-- Data provided follows --
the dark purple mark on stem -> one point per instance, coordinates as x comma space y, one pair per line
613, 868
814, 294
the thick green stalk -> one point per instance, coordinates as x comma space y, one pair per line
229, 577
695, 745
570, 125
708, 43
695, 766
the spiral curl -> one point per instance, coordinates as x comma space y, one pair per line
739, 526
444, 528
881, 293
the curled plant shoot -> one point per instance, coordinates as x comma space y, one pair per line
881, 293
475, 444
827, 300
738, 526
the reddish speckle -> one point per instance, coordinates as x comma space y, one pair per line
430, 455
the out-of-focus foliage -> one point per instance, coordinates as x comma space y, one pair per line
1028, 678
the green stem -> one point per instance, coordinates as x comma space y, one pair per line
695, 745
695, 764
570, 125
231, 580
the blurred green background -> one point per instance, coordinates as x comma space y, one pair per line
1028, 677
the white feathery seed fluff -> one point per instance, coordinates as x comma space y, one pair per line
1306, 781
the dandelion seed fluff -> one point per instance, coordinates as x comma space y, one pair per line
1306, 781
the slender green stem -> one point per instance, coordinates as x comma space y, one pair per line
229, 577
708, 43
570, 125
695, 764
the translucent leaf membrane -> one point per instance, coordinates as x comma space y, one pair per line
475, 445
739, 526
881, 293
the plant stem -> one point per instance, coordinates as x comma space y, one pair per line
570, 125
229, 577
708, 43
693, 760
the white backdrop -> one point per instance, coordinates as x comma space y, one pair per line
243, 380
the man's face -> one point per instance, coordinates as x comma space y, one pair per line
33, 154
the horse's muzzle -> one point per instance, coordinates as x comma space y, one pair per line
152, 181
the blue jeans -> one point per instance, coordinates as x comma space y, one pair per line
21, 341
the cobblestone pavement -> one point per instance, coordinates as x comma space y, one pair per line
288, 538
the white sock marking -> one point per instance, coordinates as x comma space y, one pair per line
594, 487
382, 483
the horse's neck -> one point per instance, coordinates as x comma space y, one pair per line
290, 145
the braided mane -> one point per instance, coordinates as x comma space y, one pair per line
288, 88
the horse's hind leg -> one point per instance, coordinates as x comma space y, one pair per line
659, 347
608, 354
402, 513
-- Data provided concluded --
▸ **Exercise**: Please quote the data above in full, with no line missing.

▸ **Task solution**:
the dark purple mark on stem -> one point per instance, coordinates as x comma space y, one pair per line
613, 868
814, 294
the thick green stalk -> one point per instance, coordinates as x comma space y, one pair per line
229, 577
695, 745
570, 125
708, 43
695, 766
the spiral curl -> one point per instance, coordinates as x comma space y, one pair per line
739, 526
444, 528
881, 293
the curled plant shoot -> one point per instance, coordinates as x comma space y, one pair per line
881, 293
475, 444
827, 300
738, 526
the reddish speckle -> one point per instance, coordinates as x comma space y, one pair per line
430, 455
the out-of-focus foliage -> one point per instance, coordinates as x comma space y, one pair per line
1028, 678
the green stem -> one point per instance, coordinates as x comma space y, one pair per line
695, 745
695, 764
570, 125
231, 580
the blurred green background -> one point per instance, coordinates as x comma space y, one pair per line
1028, 677
the white feathery seed fluff -> one point per instance, coordinates as x comma space y, one pair per line
1306, 781
the dandelion seed fluff -> one point per instance, coordinates as x comma space y, one pair per line
1306, 781
the slender green stem -> one point per instance, coordinates as x comma space y, one pair per line
229, 577
708, 43
570, 125
695, 764
the translucent leaf membrane -> one point per instance, coordinates as x comma space y, one pair per line
475, 445
739, 526
881, 293
the plant stem -> one point per instance, coordinates as x comma space y, one pair per line
570, 125
229, 577
708, 43
693, 760
the white backdrop -> one point per instance, coordinates as x comma space y, one pair per line
243, 380
the man's face -> one point per instance, coordinates as x comma space y, one pair per line
33, 154
the horse's muzzle -> one point per instance, coordinates as x comma space y, one pair per line
152, 181
the blue jeans -> one point per instance, coordinates as x comma space y, one pair per line
21, 341
the cobblestone pavement -> one point per instance, coordinates as x comma space y, one pair per line
288, 538
the white sock marking -> one point per instance, coordinates as x comma space y, one pair per line
594, 487
382, 483
the horse's neck -> one point per instance, coordinates as x comma space y, one pair per line
290, 145
the braided mane -> one point per instance, coordinates as x comma space y, one pair per line
288, 88
the horse's hind leg -> one point per instance, coordinates as x comma space y, one pair per line
659, 347
608, 354
402, 513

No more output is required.